**EXERCISE TASKS**
- a) Reproduce a passage from the CSR article word for word, starting at the words "Corporate social responsibility also" and ending after the words "of mouth marketing.".
- b) Answer these questions using the CSR article:
(i) What share of millennials expect companies to engage in some form of CSR?
(ii) What has evidence linked an investment in corporate social responsibility with?
(iii) Through what kind of marketing do satisfied conscientious customers send more money a brand's way?
- c) According to the CSR article, what are startup founders fixated on in the early days? List every item it names.

The early days of a startup are nothing less than organized chaos. You’re fixated on your product, monetization, securing assets, and hiring. In all this pandemonium, it’s not unusual for corporate social responsibility (CSR) to fall between the cracks. However, that simply can’t be allowed to happen. As a startup, CSR should be incorporated into your business plan from day one.
Corporate social responsibility is a sweeping term used to describe a business’s efforts to further social good and sustainability in some way. It’s also plays an essential role in a startup’s success.
Today’s consumers are more socially aware than ever before — millennials in particular. Eighty one percent of millennials expect companies to engage in some form of CSR. They believe that all businesses should have a core purpose beyond profits, whether it be helping people, the planet, or both.
Why Is CSR Good For Business?
Evidence has linked an investment in corporate social responsibility with increased financial performance. Why? Because engaging in CSR from the very beginning demonstrates to potential customers that your company cares about more than just profits. This helps to forge strong connections and relationships with consumers, and establishes a respectable (and profitable) foundation in the community.
Corporate social responsibility also gives your startup the advantage of developing a positive reputation early on. Conscientious customers will flock to your brand and — providing they had a good experience — send more money your way through valuable word of mouth marketing.

**STORED DATA**
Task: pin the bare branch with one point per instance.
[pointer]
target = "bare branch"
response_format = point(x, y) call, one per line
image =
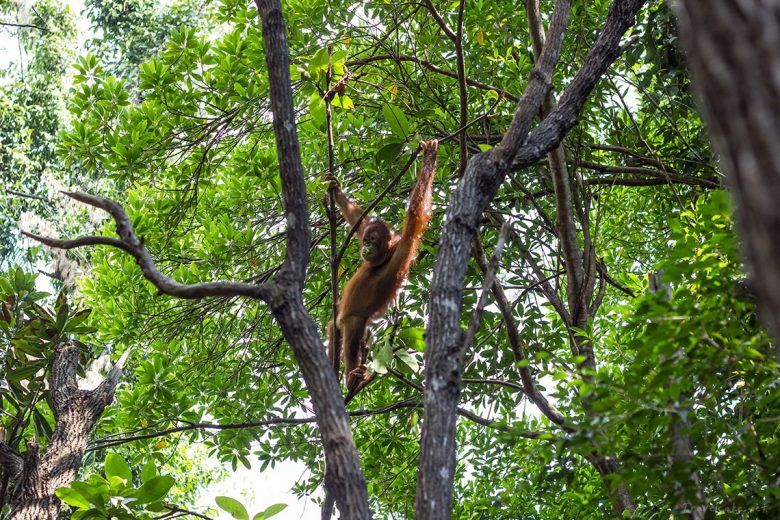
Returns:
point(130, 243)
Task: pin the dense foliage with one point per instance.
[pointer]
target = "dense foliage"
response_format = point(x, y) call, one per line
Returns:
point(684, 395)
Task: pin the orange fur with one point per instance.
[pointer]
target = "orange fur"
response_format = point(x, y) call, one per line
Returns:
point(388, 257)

--

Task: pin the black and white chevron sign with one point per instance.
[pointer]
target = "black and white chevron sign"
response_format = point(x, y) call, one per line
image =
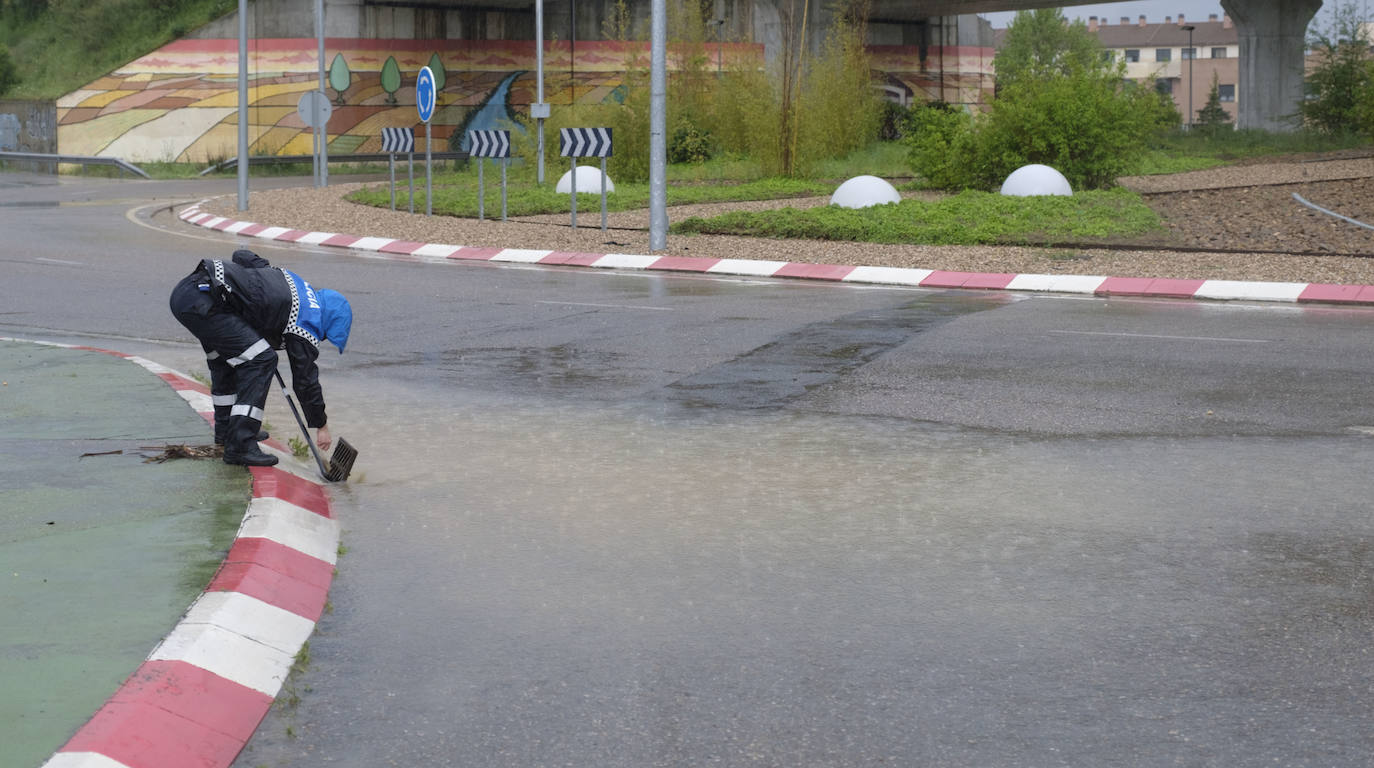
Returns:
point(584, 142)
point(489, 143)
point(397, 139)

**EXERCISE RESULTS**
- a)
Corporate social responsibility also gives your startup the advantage of developing a positive reputation early on. Conscientious customers will flock to your brand and — providing they had a good experience — send more money your way through valuable word of mouth marketing.

- b)
(i) Eighty one percent.
(ii) Increased financial performance.
(iii) Word of mouth marketing.

- c)
- Product
- Monetization
- Securing assets
- Hiring